Your assignment:
Would you repeat, exactly as given, the line with "Target: cloudy sky" and every line after it to the end of the entries?

Dataset records:
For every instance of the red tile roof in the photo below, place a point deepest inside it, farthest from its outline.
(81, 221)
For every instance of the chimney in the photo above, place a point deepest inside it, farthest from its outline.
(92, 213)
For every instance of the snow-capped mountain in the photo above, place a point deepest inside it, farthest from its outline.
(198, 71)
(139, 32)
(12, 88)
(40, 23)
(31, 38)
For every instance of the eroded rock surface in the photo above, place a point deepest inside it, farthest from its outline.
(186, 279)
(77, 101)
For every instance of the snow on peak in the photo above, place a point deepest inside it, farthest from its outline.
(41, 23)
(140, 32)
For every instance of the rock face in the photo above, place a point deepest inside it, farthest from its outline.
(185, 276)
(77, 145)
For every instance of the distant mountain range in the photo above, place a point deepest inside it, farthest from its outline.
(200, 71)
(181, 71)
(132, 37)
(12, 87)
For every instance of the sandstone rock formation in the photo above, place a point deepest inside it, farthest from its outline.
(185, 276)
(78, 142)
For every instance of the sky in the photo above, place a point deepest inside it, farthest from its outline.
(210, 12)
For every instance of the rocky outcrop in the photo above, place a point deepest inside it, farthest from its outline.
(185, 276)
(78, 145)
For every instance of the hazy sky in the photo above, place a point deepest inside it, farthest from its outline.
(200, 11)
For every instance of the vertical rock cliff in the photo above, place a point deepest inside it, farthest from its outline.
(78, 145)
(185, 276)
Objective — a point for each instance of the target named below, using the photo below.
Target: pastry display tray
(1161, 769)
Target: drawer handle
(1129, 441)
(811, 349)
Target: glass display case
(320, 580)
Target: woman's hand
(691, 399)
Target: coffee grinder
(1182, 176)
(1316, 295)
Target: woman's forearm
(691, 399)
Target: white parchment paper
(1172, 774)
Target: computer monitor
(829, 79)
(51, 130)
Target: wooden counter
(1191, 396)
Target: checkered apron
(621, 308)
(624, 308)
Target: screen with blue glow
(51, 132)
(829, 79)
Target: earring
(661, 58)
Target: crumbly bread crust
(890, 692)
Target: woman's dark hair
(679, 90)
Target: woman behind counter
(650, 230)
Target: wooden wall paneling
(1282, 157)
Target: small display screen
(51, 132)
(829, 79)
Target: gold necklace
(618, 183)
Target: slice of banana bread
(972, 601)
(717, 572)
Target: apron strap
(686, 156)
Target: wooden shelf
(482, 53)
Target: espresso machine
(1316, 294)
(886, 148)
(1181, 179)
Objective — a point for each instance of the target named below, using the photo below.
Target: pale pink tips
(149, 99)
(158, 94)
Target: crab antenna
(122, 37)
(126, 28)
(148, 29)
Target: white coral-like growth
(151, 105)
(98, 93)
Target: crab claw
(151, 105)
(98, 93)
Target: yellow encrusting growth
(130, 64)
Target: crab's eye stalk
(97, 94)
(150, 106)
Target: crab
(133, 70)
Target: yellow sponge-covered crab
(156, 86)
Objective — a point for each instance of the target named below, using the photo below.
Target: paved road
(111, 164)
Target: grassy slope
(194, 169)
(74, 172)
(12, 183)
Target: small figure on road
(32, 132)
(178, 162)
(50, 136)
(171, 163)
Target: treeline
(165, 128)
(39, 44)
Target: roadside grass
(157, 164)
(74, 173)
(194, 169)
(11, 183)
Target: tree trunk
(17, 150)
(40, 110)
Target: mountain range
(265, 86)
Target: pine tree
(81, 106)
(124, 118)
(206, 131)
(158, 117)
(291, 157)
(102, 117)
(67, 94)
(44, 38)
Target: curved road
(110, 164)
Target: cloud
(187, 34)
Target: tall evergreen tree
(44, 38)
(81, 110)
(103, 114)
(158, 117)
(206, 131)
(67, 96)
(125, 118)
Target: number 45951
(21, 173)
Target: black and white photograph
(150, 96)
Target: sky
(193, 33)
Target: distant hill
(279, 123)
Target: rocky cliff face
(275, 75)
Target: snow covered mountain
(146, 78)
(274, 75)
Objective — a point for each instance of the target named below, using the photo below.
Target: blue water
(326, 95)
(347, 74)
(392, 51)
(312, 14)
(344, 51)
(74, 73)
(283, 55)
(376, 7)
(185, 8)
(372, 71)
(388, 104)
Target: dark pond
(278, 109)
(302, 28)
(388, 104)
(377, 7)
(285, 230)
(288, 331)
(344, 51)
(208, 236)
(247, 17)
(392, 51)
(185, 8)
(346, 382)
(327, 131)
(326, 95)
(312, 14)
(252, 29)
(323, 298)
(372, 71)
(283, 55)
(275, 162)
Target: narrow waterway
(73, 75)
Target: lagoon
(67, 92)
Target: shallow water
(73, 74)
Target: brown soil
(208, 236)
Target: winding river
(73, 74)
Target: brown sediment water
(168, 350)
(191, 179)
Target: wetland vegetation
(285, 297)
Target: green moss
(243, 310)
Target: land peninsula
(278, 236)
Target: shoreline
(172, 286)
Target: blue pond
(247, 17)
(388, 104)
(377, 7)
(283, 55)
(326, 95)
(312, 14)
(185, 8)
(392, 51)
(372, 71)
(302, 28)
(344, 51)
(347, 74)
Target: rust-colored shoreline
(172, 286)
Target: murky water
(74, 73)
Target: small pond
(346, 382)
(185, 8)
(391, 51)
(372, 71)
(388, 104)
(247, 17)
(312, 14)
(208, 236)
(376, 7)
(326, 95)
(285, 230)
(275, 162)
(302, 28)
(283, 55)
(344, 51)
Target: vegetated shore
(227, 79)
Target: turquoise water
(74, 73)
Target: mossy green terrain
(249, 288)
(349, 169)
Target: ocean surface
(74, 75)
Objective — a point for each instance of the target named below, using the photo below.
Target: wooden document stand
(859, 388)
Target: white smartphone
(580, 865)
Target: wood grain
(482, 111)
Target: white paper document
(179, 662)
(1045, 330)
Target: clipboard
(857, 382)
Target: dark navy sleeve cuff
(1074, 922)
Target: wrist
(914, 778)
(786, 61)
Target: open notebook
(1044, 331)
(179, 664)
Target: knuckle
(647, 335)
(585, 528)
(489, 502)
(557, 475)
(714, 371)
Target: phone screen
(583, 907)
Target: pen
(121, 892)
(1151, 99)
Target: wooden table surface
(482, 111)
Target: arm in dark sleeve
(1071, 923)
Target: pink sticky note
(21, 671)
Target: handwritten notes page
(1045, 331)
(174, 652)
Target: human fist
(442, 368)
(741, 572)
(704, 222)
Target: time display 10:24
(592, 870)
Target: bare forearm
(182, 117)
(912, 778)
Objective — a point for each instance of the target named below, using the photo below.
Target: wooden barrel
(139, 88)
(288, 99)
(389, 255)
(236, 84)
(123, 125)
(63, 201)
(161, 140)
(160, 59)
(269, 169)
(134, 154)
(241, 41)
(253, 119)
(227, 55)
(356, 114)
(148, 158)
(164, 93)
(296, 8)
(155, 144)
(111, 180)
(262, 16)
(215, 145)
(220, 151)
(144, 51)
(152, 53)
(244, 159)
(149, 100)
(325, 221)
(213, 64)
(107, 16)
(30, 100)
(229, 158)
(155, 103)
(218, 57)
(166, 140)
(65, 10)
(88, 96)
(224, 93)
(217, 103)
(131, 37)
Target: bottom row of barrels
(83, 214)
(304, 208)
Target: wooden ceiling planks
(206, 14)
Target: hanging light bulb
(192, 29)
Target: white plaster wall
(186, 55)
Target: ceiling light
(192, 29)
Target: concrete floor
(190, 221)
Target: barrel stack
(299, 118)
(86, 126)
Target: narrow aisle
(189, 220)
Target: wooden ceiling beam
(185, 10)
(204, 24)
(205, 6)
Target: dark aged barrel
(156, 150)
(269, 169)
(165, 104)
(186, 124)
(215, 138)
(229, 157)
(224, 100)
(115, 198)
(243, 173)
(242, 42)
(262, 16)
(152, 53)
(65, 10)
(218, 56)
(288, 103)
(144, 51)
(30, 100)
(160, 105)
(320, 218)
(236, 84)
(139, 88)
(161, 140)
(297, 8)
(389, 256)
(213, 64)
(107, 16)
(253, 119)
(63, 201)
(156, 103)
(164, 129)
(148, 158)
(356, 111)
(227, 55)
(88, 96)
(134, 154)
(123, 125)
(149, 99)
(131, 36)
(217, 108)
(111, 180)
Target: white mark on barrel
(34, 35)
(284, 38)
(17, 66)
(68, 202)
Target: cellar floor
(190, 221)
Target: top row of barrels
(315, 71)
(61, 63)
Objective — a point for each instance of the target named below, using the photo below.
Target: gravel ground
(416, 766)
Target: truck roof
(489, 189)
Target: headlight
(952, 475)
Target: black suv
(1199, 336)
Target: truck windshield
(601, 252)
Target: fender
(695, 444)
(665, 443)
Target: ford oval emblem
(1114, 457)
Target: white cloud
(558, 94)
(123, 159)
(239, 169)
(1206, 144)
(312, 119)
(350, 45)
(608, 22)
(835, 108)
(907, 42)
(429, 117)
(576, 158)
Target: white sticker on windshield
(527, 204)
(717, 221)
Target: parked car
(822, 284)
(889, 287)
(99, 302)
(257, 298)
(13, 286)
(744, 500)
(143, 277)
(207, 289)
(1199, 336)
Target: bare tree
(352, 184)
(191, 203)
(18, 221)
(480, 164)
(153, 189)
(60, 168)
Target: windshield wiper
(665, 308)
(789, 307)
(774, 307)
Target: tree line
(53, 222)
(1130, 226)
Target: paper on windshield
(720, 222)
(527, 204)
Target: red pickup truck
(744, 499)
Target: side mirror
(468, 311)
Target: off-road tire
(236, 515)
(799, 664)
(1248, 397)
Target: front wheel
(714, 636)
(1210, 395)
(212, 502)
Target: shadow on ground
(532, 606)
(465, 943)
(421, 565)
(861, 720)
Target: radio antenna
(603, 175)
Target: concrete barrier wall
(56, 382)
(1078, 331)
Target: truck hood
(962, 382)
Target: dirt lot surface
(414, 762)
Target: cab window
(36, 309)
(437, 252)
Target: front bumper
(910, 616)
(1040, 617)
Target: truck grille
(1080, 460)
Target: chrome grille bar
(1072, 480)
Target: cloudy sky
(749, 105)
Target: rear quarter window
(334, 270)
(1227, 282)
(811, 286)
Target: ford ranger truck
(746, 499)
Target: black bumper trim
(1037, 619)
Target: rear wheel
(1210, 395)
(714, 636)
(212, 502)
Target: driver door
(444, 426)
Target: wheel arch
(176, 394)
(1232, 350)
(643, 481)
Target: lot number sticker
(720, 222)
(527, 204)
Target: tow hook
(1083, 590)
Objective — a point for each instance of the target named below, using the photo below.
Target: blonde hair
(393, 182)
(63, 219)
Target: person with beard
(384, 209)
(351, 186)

Output for this exercise:
Target: cloudy sky
(749, 105)
Target: rear quarter window
(334, 270)
(1227, 282)
(811, 286)
Target: ford ranger truck
(746, 499)
Target: black bumper trim
(1037, 619)
Target: rear wheel
(1210, 395)
(714, 636)
(212, 502)
Target: driver door
(444, 426)
Target: wheel arch
(176, 394)
(1232, 350)
(643, 481)
Target: lot number sticker
(720, 222)
(527, 204)
Target: tow hook
(1083, 590)
Objective — a point for each instance of the target named below, using the photo below.
Target: blonde hair
(393, 182)
(63, 219)
Target: person with beard
(384, 209)
(351, 186)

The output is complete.